>> begin EXCERPT

A string in double quotes is a concise way of saying “Print this now!” A double-quoted string isn’t a value. You can’t assign it to a variable or otherwise manipulate it. Whenever the current execution point reaches a double-quoted string, TADS simply prints out the string, and moves on to the next line of code.

    "This string prints itself out as soon as it's executed. You can't
    assign it to a variable - it has no value to manipulate.";

Triple quotes

Single quotes, double quotes… and now triple quotes?

Don’t worry: this isn’t a third type of string. It’s just another way of writing the first two kinds.

A triple-quoted string is a string surrounded by three copies of its quote mark on each side - three quote marks at the beginning, and three more at the end. You might wonder why you’d want to use three quotes when one would do. What you gain is the ability to use the quote mark character freely as literal text within the string, without worrying about “escaping” it with a backslash. The compiler knows that the string doesn’t end until it sees the closing triplet, so you can safely use the quote mark individually (or even in pairs) within the string without creating any confusion.

A few other C-like languages have adopted similar triple-quote schemes, since it’s more convenient and nicer looking for strings that contain quote marks as part of their literal text. This is a particularly common occurrence in an interactive fiction language like TADS, where many strings contain passages of story text.

Here’s a simple example:

    desc = """The sign reads "Beware of Backslash!""""

This example is actually a little less simple than it looks. It happens to illustrates a subtle (and nice) feature of triple quotes. Note how the string ends with four quote marks. Triple-quoted strings that end with N>3 consecutive quote marks treat the first N-3 quotes as part of the string, and the last three as the delimiter. So when printed, this message looks just as you’d want it to:

    The sign reads "Beware of Backslash!"

Here’s how you write a string that displays 10 quote marks in a row:

    """""""""""""""";

That’s three for the opening delimiter, three for the ending delimiter, and ten quotes for display. It’s a little strange looking, but it’s a heck of a lot better than "\"\"\"\"\"\"\"\"\"\"", which looks more like an attempt at an ASCII graphic.

You can use triple-quoting with single- and double-quoted strings, and in both cases the type of quote character determines the type of string it is, just as with ordinary once-quoted strings:

   local s = '''This is a 'string value', since it's in single quotes.''';
   """This string is printed out "immediately", since it's in double quotes.""";

There’s one other special feature to be aware of. Most people will probably never encounter this, because it gets into something that doesn’t tend to come up naturally in story text. But this is a programming language, after all, so we have to consider the weird cases, too. The question is what happens if you want to write, say, five quotes in a row as literal text within a triple-quoted string? We’ve already seen how to write a bunch of quotes at the end of the string: write the quotes and then just add three more as the ending delimiter. But what about in the middle of the string?

In this situation we reluctantly have to fall back on the backslash, since there’s just no other way that the compiler could know that you intend for the string to continue after the glob of quotes. But here’s where the special feature comes in: you only have to use one backslash for a whole row of quotes. When the compiler encounters a backslash followed by a quote within a triple-quoted string, it applies the backslash to the entire run of consecutive quotes that follow the backslash.

    """For whatever reason, I want to write a \"""""quintuple quoted\"""""

>> end EXCERPT
>> begin DATA EXTRACT

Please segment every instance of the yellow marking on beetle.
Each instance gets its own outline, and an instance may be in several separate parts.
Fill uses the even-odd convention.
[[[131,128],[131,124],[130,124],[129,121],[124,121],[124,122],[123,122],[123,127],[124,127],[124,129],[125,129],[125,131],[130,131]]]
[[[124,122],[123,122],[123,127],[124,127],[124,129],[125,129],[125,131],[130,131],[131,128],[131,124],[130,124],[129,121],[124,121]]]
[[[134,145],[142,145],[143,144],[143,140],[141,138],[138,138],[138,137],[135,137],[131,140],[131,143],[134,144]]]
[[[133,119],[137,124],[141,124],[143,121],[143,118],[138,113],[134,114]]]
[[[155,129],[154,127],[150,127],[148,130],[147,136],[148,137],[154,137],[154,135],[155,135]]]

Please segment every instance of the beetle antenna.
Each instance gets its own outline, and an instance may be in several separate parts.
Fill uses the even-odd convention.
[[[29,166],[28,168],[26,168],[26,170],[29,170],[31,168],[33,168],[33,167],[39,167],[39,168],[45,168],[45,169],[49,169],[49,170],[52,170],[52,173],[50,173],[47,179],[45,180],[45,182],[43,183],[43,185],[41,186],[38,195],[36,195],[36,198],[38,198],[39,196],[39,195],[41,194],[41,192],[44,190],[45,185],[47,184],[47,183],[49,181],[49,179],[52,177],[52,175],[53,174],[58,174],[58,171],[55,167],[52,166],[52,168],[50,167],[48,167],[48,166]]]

>> end DATA EXTRACT

WRITTEN TASK:
Rewrite the TADS strings excerpt from "A string in" up to and including "line of code.", with "double-quoted string" replaced by "double-quoted literal".

CORRECT RESPONSE:
A string in double quotes is a concise way of saying “Print this now!” A double-quoted literal isn’t a value. You can’t assign it to a variable or otherwise manipulate it. Whenever the current execution point reaches a double-quoted literal, TADS simply prints out the string, and moves on to the next line of code.